-- Start --
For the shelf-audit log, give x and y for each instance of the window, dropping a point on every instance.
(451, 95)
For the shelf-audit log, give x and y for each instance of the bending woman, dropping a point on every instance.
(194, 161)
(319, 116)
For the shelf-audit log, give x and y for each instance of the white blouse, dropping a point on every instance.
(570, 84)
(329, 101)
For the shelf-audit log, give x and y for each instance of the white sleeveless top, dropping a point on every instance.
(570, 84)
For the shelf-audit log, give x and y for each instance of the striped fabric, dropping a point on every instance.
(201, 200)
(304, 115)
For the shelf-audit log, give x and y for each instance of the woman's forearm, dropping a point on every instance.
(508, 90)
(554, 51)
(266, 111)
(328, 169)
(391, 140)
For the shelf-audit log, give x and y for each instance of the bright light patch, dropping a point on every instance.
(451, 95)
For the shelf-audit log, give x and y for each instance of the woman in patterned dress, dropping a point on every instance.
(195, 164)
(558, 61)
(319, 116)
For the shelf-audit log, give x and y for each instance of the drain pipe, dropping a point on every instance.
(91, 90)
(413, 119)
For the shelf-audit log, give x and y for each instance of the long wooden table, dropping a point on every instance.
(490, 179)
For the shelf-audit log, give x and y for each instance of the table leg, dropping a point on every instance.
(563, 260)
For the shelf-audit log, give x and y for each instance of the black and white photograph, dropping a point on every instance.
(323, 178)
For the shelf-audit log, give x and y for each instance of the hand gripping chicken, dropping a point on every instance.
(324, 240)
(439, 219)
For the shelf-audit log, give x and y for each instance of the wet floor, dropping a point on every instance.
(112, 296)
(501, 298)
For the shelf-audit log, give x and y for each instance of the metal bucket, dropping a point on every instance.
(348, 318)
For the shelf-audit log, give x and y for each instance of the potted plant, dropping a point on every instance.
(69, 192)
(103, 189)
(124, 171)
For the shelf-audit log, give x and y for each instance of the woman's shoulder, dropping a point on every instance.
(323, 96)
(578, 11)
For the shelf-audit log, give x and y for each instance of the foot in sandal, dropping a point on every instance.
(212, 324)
-- End --
• Written task: Rewrite every line of the data above, substituting "inventory log" for each occurrence of "shelf-audit log" and leaving everything else unchanged.

• Response below:
For the inventory log, give x and y for each instance of the window, dropping a point on every instance.
(451, 95)
For the inventory log, give x and y for each instance of the bending woman, dropping a point on every instance.
(194, 161)
(319, 116)
For the inventory log, give x and y for each instance of the white blouse, dropping a point on every instance.
(570, 84)
(329, 101)
For the inventory log, give x and y for each instance of the white sleeveless top, dropping a point on every instance.
(570, 84)
For the inventory log, give x and y for each instance of the striped fabric, dropping a point on every instance.
(201, 200)
(304, 115)
For the inventory log, give x and y for each instance of the woman's forearm, dropping a point on every instance.
(508, 90)
(554, 51)
(266, 111)
(328, 169)
(391, 140)
For the inventory log, give x and y for each instance of the bright light patch, dropping a point on every instance.
(451, 95)
For the inventory log, give x and y for each instance of the woman in patterned dress, dropping a point on every instance.
(195, 164)
(558, 61)
(319, 116)
For the inventory log, give x and y for each instance of the drain pipe, dropping a point on every instance.
(91, 90)
(413, 119)
For the inventory log, give x and y for each instance of the long wooden table, dropping a point on every instance.
(490, 179)
For the inventory log, give x and y for each instance of the table leg, dropping a point on every instance.
(563, 260)
For the inventory log, give x and y for each instance of the black and white photograph, dropping a point on every instance.
(323, 178)
For the inventory log, give x and y for each instance of the hand gripping chicken, dropping a point on every instance.
(324, 240)
(439, 219)
For the inventory log, give x and y for each instance of the wet floor, dropping a point on every instance.
(112, 296)
(501, 298)
For the inventory log, give x and y for each instance of the metal bucket, dropping a point on every instance.
(348, 318)
For the inventory log, give x and y for each instance of the potted plant, dropping a point on every instance.
(69, 192)
(103, 189)
(124, 171)
For the inventory log, give x and y for each instance of the woman's shoulder, dropping a point on every instance.
(323, 96)
(578, 11)
For the inventory log, give x and y for each instance of the foot in sandal, dropping a point on every instance.
(212, 324)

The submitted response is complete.